In 1935, a 27-year-old Californian named Adaline was struck by lightning after driving off a cliff during a snowstorm. Thus, according to the magical properties of movie lightning strikes, she became immortal. More specifically, as The Age of Adaline's narrator says over the inky-dark rendition of her fateful incident, she became "immune to the ravages of time," so that even 80 years on, she can still possess the effervescent good looks and charm of Gossip Girl's Blake Lively. Adaline's also immune to the ravages of changing taste. No matter the era, her fashion sense is impeccable, as evidenced in quick flashbacks (a showcase for costume designer Angus Strathie) and a vintage ballroom photo that could have come out of The Shining.
With a mid-Atlantic affect matching the era she was frozen in, Lively gives a convincingly weary performance that hints at more depth than the script can provide. She unlocks our innate curiosity about a character like this, who has so much time laid out in front of her, who moves and changes her identity every decade so the feds can't find her, who keeps no close friends, who watches her daughter age into Ellen Burstyn. It's the essential question — how does she live? — that also provided the hook for the nontraditional lifespans in Groundhog Day, The Curious Case of Benjamin Button and Tuck Everlasting.
The more the film can fill in those details, inviting us into the life of its extraordinary person, the more drawn in we become. The script, by J. Mills Goodloe and Salvador Paskowitz, is most successful when it scratches that itch for living differently: hinting at Adaline's mastery of multiple languages, her European sojourns, or her stock market skill (she's patient enough to wait for the tech companies to pay off big returns). Would that this were the whole movie, or at least a larger portion of it.
Instead, we spend most of Adaline's limitless supply of time in the present day, where the woman lives an existence so hollow the only thing she can think to respond when asked what she does is, "I have a dog." (Adaline appears to have raised the same breed of dog over the decades, one after the other — again, another great idea that isn't plumbed enough.) A casual observer might intuit that, for the past century, Adaline has simply been doing what single women who look to be her age were doing in the movies alongside her: waiting for the right man.
And so, the right man arrives, although since his defining characteristics are good looks and youth, we'll have to take Adaline's sighs as confirmation. She falls for Ellis (Michiel Huisman of Game of Thrones and those Chanel ads), a handsome tech millionaire-turned-philanthropist in his early 30s who, in a nice touch, serves on the local historic preservation board. He's not aware he's setting himself up for quite the May-December romance. It brings to mind the fantastic joke that concluded the recent vampire comedy What We Do In The Shadows, which shouldn't be spoiled even for those who go 80 years before seeing it.

+++++

**TASK**
Copy the part of the film review starting at "The more the" and ending at "portion of it.", keeping every word and punctuation mark unchanged.

**DATA PROVIDED**

+++++

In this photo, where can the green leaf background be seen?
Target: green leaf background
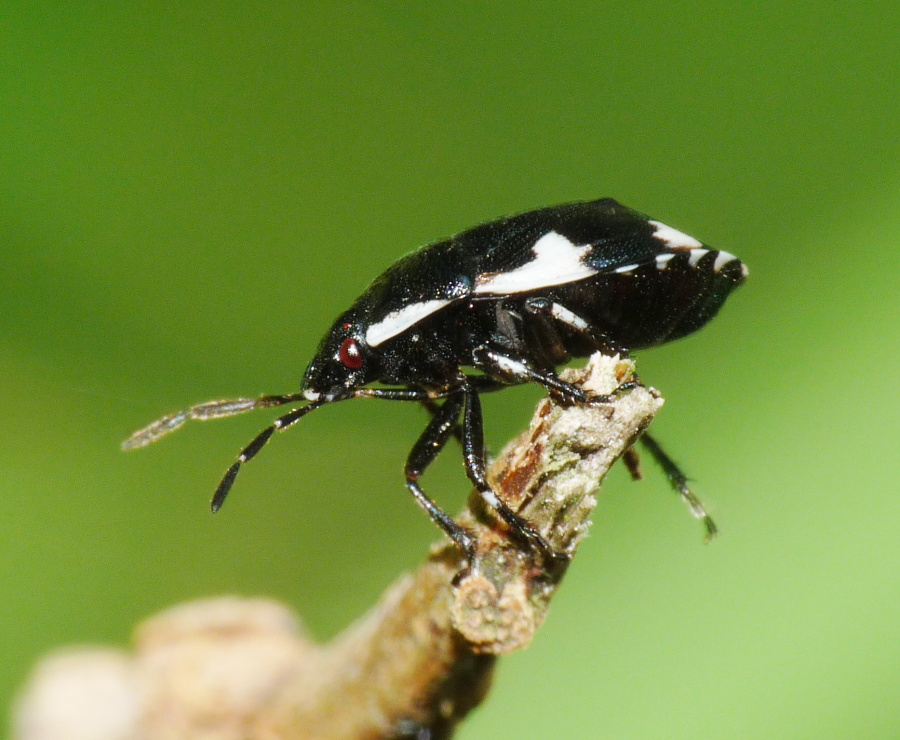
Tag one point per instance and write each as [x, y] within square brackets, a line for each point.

+++++

**ANSWER TO THIS EXERCISE**
The more the film can fill in those details, inviting us into the life of its extraordinary person, the more drawn in we become. The script, by J. Mills Goodloe and Salvador Paskowitz, is most successful when it scratches that itch for living differently: hinting at Adaline's mastery of multiple languages, her European sojourns, or her stock market skill (she's patient enough to wait for the tech companies to pay off big returns). Would that this were the whole movie, or at least a larger portion of it.